'''
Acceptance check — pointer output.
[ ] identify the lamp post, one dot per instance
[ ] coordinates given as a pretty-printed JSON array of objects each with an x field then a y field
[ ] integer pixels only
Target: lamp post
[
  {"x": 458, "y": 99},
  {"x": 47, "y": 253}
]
'''
Reproduce the data above line for line, leaving every character unchanged.

◆ Result
Acceptance check — pointer output.
[ ] identify the lamp post, one dot per instance
[ ] coordinates given as a pretty-printed JSON array of objects each with an x field then a y field
[ ] integer pixels only
Target: lamp post
[
  {"x": 458, "y": 99},
  {"x": 47, "y": 253}
]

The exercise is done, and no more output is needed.